── Dataset content ──

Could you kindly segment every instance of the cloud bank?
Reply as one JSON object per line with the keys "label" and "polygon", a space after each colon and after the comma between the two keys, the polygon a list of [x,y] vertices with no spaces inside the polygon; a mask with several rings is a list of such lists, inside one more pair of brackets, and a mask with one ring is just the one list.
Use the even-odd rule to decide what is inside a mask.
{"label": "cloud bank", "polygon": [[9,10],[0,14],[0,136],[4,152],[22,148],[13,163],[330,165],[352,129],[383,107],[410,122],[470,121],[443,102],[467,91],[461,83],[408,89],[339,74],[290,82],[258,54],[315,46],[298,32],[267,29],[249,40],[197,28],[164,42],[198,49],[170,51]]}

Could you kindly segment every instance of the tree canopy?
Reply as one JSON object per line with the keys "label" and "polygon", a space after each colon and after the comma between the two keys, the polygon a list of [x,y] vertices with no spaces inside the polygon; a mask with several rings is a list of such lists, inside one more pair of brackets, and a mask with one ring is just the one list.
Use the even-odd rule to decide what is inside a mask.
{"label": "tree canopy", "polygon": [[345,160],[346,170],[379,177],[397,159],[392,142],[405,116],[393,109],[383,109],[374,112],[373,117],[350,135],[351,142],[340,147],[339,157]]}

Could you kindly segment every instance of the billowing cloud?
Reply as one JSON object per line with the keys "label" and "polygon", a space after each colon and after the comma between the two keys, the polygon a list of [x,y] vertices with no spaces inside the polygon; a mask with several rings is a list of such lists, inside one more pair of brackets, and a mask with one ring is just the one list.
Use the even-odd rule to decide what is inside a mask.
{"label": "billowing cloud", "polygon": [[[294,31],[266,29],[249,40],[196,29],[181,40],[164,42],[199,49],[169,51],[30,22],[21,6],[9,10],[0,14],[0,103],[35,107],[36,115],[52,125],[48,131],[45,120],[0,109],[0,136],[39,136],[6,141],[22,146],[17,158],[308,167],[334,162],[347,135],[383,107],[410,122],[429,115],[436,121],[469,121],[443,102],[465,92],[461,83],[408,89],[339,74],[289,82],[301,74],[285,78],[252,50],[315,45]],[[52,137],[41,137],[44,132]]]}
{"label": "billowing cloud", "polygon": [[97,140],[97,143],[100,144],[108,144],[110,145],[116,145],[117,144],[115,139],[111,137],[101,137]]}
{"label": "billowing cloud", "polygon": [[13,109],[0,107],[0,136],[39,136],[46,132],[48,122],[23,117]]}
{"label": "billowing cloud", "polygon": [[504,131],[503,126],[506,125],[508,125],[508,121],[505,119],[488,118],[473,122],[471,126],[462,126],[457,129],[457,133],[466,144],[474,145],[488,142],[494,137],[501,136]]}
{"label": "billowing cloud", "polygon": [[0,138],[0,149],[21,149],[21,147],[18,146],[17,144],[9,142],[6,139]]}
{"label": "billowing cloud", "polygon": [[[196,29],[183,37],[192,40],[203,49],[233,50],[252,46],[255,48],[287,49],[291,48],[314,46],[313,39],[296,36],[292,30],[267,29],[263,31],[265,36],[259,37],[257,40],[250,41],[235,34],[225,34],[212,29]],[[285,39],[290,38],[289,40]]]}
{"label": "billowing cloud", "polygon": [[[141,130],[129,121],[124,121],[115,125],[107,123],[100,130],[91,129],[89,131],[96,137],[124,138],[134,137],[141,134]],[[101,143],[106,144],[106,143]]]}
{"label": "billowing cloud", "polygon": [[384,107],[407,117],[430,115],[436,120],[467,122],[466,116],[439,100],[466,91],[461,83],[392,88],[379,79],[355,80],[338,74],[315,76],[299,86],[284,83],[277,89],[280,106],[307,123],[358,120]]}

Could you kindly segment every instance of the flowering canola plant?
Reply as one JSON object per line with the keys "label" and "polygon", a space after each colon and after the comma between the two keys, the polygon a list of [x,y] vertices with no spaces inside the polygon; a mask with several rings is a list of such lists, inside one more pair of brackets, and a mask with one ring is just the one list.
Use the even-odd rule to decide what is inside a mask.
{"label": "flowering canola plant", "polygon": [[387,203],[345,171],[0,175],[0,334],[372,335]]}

───
── Dataset content ──

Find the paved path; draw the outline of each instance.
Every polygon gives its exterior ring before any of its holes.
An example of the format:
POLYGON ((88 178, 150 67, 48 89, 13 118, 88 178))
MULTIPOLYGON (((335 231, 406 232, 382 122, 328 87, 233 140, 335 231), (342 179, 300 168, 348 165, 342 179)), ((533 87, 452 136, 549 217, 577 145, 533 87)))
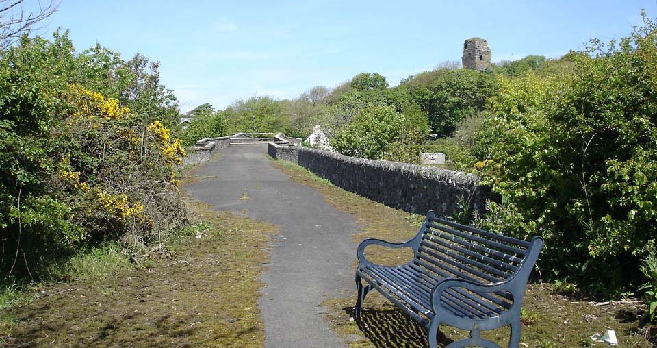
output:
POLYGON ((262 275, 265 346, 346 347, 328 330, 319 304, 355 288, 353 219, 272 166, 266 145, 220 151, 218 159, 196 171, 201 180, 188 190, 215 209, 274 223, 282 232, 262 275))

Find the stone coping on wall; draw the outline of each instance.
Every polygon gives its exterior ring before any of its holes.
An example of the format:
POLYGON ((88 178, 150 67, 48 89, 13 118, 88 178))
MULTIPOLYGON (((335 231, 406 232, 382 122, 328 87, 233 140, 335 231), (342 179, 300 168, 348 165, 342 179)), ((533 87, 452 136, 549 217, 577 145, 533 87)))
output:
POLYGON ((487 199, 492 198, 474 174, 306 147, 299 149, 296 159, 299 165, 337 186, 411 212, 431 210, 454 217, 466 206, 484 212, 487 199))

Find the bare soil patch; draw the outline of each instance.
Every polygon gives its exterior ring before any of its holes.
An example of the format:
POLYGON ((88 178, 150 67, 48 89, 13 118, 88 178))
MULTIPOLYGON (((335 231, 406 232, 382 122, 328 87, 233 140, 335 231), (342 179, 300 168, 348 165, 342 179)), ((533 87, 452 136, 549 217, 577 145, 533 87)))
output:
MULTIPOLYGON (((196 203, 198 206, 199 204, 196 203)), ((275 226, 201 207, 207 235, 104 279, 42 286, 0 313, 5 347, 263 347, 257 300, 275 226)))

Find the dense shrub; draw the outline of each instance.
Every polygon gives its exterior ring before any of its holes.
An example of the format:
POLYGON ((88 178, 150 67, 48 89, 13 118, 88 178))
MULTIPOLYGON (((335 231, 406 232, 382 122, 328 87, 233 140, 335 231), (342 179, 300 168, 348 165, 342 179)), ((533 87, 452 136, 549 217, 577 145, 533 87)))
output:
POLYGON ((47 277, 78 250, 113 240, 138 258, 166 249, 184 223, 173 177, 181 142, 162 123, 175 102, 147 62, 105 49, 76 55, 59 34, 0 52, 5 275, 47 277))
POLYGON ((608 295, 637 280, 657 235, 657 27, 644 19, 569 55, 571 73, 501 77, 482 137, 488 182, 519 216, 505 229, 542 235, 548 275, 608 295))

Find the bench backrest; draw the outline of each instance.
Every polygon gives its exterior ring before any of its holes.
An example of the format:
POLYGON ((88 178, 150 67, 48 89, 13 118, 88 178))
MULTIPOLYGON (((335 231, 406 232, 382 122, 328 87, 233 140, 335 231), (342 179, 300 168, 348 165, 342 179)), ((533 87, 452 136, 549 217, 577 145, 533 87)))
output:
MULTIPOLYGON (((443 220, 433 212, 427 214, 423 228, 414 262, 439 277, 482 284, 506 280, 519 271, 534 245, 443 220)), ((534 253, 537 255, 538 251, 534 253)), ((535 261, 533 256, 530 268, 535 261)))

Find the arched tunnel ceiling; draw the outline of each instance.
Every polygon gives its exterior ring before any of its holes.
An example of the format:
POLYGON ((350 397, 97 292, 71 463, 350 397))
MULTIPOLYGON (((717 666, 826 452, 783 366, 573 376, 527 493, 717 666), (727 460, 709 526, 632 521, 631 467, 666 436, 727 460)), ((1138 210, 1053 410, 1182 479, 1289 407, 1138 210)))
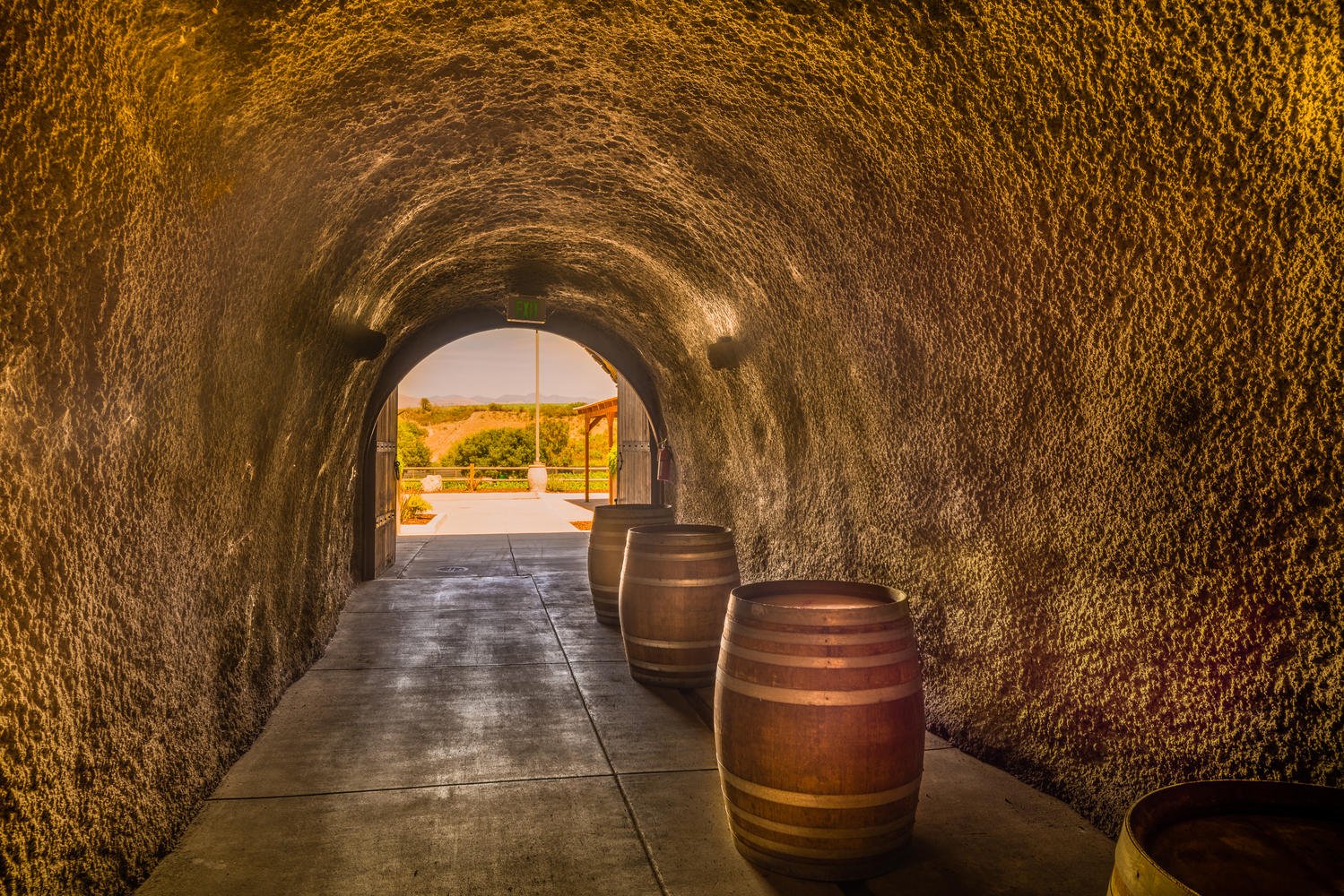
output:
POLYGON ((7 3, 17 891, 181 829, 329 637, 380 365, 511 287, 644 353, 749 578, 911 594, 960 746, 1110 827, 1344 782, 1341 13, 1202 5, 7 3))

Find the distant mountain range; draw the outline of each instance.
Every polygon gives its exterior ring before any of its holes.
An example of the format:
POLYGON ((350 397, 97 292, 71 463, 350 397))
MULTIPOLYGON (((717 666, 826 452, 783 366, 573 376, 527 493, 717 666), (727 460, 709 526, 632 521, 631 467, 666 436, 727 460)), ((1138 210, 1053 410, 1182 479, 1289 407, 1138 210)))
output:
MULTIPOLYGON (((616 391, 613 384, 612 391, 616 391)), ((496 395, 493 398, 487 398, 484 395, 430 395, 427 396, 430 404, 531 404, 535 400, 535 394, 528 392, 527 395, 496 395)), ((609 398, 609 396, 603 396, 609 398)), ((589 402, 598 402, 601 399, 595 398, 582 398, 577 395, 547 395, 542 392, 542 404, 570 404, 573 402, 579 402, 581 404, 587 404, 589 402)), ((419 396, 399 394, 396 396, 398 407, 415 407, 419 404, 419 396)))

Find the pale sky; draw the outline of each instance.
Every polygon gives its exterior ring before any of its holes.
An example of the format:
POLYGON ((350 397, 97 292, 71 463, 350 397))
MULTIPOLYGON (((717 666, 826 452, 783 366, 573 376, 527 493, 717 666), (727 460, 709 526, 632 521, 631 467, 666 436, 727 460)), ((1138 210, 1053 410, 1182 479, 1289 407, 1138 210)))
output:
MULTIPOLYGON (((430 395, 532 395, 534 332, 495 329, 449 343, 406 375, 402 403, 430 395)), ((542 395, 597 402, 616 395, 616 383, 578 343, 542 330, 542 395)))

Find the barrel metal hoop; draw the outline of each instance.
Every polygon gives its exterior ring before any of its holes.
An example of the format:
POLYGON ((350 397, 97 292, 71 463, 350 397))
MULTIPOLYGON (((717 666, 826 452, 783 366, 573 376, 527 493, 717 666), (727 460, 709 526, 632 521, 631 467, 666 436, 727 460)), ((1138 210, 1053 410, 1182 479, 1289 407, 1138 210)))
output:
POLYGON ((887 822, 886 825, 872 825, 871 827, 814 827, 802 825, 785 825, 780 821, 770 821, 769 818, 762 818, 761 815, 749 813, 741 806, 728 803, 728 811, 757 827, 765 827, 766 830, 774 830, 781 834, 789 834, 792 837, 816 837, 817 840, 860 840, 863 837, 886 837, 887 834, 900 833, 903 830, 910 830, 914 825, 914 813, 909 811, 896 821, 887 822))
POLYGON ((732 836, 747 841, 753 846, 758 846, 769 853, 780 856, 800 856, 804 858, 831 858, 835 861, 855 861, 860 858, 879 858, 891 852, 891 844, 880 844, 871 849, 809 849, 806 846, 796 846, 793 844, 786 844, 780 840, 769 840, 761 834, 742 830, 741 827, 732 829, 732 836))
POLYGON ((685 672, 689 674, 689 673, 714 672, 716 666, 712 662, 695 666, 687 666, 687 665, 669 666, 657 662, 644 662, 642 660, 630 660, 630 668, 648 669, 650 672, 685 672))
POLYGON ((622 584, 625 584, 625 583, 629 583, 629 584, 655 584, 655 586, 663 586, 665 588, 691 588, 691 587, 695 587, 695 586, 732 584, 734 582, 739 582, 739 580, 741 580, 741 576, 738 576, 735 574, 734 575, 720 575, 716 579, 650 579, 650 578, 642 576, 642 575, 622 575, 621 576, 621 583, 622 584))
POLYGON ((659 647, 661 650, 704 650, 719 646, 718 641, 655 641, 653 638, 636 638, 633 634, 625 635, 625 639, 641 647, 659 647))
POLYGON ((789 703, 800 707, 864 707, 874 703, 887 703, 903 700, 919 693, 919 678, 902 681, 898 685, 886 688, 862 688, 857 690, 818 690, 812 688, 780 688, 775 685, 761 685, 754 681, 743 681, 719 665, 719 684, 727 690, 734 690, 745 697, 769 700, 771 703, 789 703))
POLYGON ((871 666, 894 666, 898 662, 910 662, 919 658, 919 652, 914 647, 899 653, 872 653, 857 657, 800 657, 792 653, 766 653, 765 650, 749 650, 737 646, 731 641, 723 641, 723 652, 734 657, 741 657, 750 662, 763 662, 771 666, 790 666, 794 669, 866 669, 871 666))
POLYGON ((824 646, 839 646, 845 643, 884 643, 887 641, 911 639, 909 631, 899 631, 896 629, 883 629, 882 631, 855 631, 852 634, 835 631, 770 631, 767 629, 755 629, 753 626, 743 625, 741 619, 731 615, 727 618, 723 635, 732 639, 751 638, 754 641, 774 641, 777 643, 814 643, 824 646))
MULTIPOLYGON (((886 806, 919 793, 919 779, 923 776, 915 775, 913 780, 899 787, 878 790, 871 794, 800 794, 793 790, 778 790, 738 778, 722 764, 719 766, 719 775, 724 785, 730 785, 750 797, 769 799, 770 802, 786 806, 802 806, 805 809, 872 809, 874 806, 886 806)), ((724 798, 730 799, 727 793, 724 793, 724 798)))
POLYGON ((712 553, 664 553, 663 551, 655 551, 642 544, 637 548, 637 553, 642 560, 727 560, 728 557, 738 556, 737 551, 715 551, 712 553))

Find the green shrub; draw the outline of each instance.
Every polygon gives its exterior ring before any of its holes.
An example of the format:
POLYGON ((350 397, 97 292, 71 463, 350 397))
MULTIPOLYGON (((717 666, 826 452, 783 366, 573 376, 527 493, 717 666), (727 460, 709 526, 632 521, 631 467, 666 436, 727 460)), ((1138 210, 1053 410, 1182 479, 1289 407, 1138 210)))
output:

───
── Dataset content ──

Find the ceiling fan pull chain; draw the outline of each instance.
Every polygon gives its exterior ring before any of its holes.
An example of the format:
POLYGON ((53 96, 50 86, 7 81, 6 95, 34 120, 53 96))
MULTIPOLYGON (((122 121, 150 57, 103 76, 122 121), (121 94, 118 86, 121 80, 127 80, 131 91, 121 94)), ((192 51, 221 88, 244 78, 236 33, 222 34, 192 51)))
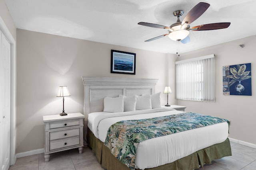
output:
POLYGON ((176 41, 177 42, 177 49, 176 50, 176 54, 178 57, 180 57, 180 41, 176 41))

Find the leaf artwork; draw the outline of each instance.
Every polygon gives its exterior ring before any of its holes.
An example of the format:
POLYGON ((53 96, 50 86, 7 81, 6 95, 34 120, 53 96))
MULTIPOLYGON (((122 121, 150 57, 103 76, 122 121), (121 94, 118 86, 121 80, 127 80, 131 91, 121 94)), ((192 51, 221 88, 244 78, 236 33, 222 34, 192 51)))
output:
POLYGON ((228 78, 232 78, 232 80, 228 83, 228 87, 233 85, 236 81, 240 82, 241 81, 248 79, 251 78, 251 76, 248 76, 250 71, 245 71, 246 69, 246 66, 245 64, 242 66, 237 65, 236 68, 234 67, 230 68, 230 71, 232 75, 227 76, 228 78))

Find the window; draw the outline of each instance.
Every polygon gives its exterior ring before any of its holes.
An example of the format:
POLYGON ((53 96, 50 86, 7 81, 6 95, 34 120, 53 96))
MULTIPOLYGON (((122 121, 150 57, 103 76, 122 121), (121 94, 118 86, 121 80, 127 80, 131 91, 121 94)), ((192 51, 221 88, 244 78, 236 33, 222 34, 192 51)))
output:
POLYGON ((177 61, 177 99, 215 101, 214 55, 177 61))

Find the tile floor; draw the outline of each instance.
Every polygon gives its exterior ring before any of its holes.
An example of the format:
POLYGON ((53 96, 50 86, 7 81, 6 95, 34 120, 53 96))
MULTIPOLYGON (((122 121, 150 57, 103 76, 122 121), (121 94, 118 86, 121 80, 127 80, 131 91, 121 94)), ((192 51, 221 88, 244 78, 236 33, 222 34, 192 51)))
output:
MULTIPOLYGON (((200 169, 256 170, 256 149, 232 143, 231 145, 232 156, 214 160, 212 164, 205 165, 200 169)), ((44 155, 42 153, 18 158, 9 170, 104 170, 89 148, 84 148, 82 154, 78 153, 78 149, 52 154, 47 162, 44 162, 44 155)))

───

The request:
Return each line from the entries above in which the string "canopy" appears.

Output of the task:
Could you kindly segment every instance of the tree canopy?
{"label": "tree canopy", "polygon": [[345,160],[346,170],[379,177],[397,159],[392,142],[405,116],[393,109],[383,109],[374,112],[373,117],[350,135],[351,142],[340,147],[339,157]]}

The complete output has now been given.